After locating the line that contains "Query: white wall" in the records below, write out exactly that line and each line after it through the one that contains "point_to(query) locates the alarm", and nothing else.

• • • •

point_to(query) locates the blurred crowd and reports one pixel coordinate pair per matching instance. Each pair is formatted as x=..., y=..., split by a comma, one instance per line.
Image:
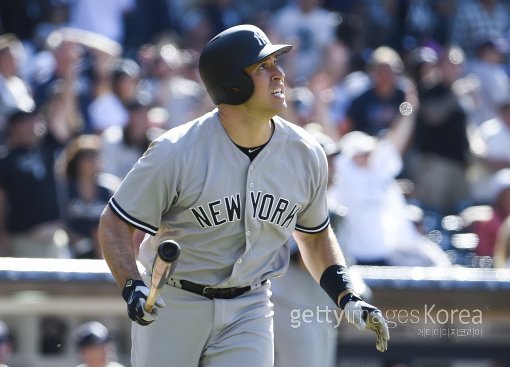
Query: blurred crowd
x=410, y=99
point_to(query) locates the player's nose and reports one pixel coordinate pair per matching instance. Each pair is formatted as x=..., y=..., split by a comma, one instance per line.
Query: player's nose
x=278, y=73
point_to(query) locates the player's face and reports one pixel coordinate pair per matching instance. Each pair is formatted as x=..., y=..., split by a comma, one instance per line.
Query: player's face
x=269, y=92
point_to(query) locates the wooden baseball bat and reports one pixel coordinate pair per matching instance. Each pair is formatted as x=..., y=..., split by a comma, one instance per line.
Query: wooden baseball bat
x=162, y=268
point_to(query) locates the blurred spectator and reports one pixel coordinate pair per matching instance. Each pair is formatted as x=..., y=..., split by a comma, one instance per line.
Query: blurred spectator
x=5, y=344
x=491, y=144
x=374, y=110
x=108, y=108
x=123, y=146
x=440, y=139
x=19, y=18
x=29, y=211
x=311, y=29
x=54, y=16
x=487, y=230
x=221, y=14
x=149, y=20
x=492, y=81
x=386, y=22
x=183, y=98
x=14, y=91
x=57, y=66
x=86, y=193
x=376, y=229
x=94, y=343
x=474, y=18
x=502, y=246
x=105, y=17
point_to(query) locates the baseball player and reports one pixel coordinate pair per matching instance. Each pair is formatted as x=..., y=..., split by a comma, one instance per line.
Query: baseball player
x=231, y=187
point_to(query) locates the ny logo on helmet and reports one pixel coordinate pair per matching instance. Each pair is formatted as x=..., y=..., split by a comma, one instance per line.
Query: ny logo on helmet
x=261, y=38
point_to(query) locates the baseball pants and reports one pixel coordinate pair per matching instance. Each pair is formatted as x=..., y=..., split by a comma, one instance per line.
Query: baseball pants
x=195, y=331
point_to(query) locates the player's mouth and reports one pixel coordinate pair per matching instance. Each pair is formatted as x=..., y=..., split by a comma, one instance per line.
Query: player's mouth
x=278, y=92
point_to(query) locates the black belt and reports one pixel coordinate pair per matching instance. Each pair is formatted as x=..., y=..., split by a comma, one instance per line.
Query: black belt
x=207, y=291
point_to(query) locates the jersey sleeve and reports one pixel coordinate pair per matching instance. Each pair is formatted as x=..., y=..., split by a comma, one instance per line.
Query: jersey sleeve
x=148, y=189
x=314, y=217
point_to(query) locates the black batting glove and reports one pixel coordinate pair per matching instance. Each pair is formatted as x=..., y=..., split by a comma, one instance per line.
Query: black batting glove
x=135, y=294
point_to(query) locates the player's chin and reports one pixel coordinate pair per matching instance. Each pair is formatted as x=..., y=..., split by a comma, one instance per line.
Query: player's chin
x=279, y=104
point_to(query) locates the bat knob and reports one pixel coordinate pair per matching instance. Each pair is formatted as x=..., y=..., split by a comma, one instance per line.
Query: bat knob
x=169, y=251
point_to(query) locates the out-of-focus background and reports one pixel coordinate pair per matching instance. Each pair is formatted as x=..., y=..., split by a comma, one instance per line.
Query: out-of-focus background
x=421, y=205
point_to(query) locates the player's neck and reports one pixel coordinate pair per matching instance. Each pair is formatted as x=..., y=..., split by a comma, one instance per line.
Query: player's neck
x=245, y=132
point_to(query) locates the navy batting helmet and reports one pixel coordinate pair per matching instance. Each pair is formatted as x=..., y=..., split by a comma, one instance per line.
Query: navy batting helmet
x=223, y=59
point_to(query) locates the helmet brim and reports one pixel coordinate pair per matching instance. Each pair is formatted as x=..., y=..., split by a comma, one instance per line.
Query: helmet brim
x=269, y=50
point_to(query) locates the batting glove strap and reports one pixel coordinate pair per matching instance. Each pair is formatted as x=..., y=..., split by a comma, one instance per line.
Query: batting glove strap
x=335, y=280
x=135, y=294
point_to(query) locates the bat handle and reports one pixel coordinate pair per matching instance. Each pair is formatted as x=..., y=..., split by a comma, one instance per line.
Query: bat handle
x=151, y=299
x=163, y=267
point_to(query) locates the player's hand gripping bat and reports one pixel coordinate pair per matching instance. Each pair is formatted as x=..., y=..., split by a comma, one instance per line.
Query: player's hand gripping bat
x=162, y=268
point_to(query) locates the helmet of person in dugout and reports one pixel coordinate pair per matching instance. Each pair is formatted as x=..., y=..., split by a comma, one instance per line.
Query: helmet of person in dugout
x=224, y=58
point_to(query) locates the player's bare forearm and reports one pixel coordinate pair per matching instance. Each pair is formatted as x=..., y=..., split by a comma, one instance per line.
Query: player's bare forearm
x=115, y=238
x=319, y=251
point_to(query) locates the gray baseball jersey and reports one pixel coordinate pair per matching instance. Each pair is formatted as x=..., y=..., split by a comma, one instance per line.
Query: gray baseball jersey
x=232, y=217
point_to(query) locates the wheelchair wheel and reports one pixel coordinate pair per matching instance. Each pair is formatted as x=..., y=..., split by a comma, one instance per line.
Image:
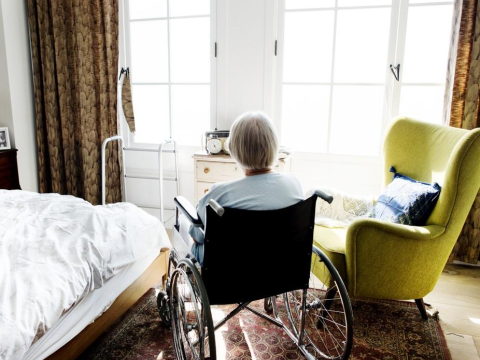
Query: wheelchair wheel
x=163, y=309
x=192, y=325
x=327, y=312
x=268, y=304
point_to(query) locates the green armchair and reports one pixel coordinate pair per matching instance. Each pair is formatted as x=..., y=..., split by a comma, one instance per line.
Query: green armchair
x=382, y=260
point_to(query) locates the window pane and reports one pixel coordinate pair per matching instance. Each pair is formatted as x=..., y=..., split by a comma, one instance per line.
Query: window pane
x=147, y=9
x=189, y=7
x=362, y=45
x=190, y=50
x=150, y=105
x=308, y=4
x=345, y=3
x=190, y=113
x=305, y=117
x=308, y=46
x=422, y=103
x=149, y=58
x=427, y=44
x=357, y=113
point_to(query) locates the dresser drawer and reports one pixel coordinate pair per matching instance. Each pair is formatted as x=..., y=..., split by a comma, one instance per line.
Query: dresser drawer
x=203, y=188
x=218, y=171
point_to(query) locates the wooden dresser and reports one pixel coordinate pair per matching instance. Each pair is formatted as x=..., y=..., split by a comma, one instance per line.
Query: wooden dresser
x=9, y=170
x=210, y=169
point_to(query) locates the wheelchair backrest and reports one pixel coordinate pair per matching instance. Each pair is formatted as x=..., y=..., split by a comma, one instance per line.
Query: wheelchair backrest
x=251, y=255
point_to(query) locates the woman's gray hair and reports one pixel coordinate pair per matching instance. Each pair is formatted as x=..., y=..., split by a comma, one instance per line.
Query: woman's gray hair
x=253, y=141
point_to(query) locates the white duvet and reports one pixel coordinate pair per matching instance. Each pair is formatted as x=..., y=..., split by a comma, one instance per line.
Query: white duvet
x=54, y=250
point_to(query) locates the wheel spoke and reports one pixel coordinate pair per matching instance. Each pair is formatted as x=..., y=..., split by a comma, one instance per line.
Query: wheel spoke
x=328, y=317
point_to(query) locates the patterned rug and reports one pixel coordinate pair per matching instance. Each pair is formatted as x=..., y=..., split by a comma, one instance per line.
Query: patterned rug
x=387, y=330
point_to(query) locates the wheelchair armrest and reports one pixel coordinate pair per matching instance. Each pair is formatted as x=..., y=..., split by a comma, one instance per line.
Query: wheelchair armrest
x=189, y=211
x=216, y=207
x=324, y=196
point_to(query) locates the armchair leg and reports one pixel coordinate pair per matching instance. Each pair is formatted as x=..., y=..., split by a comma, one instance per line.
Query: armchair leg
x=421, y=307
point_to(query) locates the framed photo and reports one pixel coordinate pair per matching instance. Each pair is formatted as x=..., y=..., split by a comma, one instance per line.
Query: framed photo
x=4, y=139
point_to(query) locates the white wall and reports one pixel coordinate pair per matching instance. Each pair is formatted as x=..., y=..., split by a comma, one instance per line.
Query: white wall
x=16, y=89
x=245, y=67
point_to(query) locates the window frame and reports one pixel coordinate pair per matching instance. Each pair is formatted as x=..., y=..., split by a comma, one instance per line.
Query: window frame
x=392, y=88
x=125, y=61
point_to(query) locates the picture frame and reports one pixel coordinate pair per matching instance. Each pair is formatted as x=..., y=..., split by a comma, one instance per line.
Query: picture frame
x=4, y=139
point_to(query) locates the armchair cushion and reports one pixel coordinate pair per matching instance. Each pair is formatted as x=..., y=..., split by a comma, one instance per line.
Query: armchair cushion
x=406, y=201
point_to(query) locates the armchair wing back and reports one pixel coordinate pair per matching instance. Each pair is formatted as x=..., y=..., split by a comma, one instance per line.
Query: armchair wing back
x=434, y=153
x=378, y=259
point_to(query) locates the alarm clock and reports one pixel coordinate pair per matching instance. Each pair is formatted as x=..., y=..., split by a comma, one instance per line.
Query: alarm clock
x=215, y=142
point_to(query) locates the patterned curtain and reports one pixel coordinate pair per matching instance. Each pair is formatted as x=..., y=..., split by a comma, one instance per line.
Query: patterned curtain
x=463, y=110
x=74, y=45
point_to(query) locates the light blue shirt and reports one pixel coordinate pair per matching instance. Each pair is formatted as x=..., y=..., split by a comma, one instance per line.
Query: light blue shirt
x=268, y=191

• • • •

## ANSWER TO THIS PROBLEM
Query: white wall
x=16, y=89
x=245, y=67
point_to(query) locates the window frame and reports one pixel coordinate pair per matching instance. Each pair is formatted as x=..., y=..., split by a comma, one instance per line.
Query: window frame
x=392, y=88
x=125, y=61
point_to(query) locates the picture frame and reports one pixel coordinate pair per matching instance. Each pair is formatted as x=..., y=..., split by a comma, one instance per line.
Query: picture frame
x=4, y=139
point_to(query) locates the armchair cushion and reports one pixel coordinate pair per matching instance. Each pair is formatted as x=..., y=..., split by a comma, one instance per line.
Query: armchair cushion
x=406, y=201
point_to(query) locates the armchair wing back and reports one pixel coordinate pair per matching instance. Each pair is formatted as x=..., y=..., split by a comma, one instance per line.
Query: armchair wing back
x=434, y=153
x=378, y=259
point_to(query) locates the alarm clock and reports one pixel coordinate pair per matching instance. Each pair is formatted as x=..., y=..., split by a comma, one instance per line.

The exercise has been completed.